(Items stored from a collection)

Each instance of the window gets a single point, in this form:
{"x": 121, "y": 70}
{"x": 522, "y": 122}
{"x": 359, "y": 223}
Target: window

▸ Exercise:
Please repeat the lines above word for word, leaving every line unchanged.

▸ Exercise result:
Each instance of the window gets a single point, in this form:
{"x": 121, "y": 70}
{"x": 522, "y": 122}
{"x": 359, "y": 223}
Target: window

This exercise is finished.